(数据项)
--
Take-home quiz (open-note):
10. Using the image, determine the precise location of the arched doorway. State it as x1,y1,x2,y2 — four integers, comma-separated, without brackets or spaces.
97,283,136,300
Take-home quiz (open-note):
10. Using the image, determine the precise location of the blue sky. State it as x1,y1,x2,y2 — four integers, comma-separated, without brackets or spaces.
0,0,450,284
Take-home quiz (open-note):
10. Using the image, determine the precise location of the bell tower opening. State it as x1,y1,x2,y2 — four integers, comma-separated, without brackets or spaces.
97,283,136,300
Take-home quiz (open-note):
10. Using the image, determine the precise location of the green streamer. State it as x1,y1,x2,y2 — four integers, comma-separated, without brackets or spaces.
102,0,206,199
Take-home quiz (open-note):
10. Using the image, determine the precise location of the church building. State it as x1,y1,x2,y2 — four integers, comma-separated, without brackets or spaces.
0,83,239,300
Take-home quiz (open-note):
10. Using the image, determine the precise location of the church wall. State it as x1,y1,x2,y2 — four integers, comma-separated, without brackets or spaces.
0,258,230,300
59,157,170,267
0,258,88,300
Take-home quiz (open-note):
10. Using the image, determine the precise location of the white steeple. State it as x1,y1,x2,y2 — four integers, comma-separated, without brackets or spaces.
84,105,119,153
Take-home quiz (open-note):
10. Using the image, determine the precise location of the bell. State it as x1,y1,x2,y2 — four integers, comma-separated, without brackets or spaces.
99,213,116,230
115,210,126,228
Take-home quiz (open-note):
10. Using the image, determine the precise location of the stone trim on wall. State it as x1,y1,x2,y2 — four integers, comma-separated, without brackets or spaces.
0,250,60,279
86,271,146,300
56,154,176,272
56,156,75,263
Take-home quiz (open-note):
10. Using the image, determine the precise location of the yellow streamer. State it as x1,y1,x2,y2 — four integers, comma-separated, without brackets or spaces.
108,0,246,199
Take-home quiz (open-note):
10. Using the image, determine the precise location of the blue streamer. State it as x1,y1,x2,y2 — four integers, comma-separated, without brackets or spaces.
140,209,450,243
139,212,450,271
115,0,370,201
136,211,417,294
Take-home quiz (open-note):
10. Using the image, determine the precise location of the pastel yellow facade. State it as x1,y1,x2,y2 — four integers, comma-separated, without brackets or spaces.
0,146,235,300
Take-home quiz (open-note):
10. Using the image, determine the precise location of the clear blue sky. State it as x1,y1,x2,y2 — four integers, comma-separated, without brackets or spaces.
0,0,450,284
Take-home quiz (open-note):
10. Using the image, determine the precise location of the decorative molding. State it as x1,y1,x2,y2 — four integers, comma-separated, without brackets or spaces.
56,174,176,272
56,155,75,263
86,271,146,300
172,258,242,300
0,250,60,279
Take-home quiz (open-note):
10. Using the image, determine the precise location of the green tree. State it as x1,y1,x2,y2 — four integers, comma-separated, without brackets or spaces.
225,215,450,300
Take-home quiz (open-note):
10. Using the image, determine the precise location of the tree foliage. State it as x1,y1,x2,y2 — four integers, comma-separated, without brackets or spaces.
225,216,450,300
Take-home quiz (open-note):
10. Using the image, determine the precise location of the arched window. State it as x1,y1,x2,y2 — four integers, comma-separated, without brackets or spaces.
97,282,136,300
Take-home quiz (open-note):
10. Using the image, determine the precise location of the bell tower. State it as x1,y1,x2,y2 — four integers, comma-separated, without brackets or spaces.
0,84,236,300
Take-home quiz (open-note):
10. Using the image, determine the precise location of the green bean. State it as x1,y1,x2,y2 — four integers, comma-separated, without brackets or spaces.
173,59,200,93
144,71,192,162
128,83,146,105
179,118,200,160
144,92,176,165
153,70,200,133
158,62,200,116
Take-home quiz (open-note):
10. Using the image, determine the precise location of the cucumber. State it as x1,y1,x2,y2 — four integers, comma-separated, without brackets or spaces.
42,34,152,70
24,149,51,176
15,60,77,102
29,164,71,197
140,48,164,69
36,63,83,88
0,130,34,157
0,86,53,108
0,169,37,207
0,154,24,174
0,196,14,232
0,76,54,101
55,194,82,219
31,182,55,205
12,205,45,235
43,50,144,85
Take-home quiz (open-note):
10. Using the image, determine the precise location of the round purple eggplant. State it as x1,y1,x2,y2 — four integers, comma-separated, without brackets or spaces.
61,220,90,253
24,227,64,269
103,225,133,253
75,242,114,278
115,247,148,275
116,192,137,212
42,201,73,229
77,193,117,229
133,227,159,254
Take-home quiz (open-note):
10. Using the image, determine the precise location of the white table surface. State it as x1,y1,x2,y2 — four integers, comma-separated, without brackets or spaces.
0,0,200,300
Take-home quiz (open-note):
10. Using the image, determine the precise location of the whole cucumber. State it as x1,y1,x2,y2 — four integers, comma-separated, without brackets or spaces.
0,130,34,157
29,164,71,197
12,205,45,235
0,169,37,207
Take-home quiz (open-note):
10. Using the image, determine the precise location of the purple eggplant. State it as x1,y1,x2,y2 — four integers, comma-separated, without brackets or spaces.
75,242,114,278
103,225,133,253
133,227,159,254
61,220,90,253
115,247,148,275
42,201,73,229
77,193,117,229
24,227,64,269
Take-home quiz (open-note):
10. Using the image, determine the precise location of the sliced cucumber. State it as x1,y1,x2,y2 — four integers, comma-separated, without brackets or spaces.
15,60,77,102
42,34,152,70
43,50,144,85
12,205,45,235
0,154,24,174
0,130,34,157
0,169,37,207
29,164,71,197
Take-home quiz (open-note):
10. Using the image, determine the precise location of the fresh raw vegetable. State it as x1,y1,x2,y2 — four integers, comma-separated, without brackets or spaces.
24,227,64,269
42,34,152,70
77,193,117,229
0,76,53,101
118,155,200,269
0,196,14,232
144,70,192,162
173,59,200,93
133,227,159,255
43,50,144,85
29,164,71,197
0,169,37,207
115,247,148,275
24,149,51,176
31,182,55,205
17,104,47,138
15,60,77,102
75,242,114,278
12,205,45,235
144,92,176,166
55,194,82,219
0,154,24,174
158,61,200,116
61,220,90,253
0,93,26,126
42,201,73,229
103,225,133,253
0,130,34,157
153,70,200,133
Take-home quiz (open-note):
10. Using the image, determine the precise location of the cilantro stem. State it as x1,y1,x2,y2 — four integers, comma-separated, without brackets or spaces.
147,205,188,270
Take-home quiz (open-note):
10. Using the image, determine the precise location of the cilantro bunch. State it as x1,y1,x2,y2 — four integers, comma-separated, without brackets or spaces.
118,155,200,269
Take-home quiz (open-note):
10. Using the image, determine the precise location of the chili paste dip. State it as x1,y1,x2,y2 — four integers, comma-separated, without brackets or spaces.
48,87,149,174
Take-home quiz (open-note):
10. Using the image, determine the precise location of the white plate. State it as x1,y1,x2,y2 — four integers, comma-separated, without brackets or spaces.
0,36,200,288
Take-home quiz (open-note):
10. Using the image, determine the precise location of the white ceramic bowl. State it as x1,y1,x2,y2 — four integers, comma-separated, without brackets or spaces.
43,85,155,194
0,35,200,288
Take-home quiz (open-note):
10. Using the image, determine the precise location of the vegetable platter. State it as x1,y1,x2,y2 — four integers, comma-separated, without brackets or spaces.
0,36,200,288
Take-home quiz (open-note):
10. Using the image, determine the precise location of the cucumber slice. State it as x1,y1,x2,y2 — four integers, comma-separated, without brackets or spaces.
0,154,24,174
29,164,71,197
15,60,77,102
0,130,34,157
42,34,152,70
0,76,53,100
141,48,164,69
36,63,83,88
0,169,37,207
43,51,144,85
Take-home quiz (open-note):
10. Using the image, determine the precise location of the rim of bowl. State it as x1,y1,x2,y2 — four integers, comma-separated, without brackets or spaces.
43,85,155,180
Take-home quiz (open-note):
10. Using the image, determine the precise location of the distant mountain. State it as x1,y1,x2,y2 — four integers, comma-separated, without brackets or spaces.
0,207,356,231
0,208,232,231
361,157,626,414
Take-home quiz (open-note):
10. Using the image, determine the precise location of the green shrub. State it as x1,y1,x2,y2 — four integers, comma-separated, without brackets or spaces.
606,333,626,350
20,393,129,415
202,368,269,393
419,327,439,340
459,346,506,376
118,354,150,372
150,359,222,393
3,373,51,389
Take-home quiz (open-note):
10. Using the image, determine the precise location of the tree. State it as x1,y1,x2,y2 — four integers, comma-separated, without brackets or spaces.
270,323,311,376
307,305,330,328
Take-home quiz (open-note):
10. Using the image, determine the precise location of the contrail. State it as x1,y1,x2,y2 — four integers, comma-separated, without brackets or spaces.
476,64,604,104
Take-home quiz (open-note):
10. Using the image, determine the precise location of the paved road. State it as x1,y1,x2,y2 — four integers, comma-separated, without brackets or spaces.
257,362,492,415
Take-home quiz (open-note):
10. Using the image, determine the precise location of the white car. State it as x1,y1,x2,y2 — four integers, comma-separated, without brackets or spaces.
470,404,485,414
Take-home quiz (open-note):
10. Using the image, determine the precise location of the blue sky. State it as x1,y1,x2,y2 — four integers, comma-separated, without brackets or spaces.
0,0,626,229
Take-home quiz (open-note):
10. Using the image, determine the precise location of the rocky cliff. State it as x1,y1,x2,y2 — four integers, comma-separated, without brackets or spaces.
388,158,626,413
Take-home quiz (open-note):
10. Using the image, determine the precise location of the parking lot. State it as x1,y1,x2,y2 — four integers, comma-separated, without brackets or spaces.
--
(待完成): 把上面从开头到含有“56,156,75,263”的那一行为止（含该行）的各行转换成两列 CSV，列名为“文本”和“答案”。每条占 CSV 的一行，文本和答案各放进一个带引号的字段，字段中的换行改为空格。

(书面解答):
文本,答案
"Take-home quiz (open-note): 10. Using the image, determine the precise location of the arched doorway. State it as x1,y1,x2,y2 — four integers, comma-separated, without brackets or spaces.","97,283,136,300"
"Take-home quiz (open-note): 10. Using the image, determine the precise location of the blue sky. State it as x1,y1,x2,y2 — four integers, comma-separated, without brackets or spaces.","0,0,450,284"
"Take-home quiz (open-note): 10. Using the image, determine the precise location of the bell tower opening. State it as x1,y1,x2,y2 — four integers, comma-separated, without brackets or spaces.","97,283,136,300"
"Take-home quiz (open-note): 10. Using the image, determine the precise location of the green streamer. State it as x1,y1,x2,y2 — four integers, comma-separated, without brackets or spaces.","102,0,206,199"
"Take-home quiz (open-note): 10. Using the image, determine the precise location of the church building. State it as x1,y1,x2,y2 — four integers, comma-separated, without brackets or spaces.","0,83,239,300"
"Take-home quiz (open-note): 10. Using the image, determine the precise location of the church wall. State it as x1,y1,x2,y2 — four integers, comma-separated, without brackets or spaces.","0,258,230,300 59,157,170,267 0,258,88,300"
"Take-home quiz (open-note): 10. Using the image, determine the precise location of the white steeple. State it as x1,y1,x2,y2 — four integers, comma-separated, without brackets or spaces.","84,105,119,153"
"Take-home quiz (open-note): 10. Using the image, determine the precise location of the bell. State it as x1,y1,x2,y2 — four integers, comma-separated, without brackets or spaces.","99,213,116,230 115,210,126,228"
"Take-home quiz (open-note): 10. Using the image, determine the precise location of the stone trim on wall. State it as x1,y1,x2,y2 — four integers, comma-separated, without brackets or spaces.","0,250,60,279 86,271,146,300 56,154,176,272 56,156,75,263"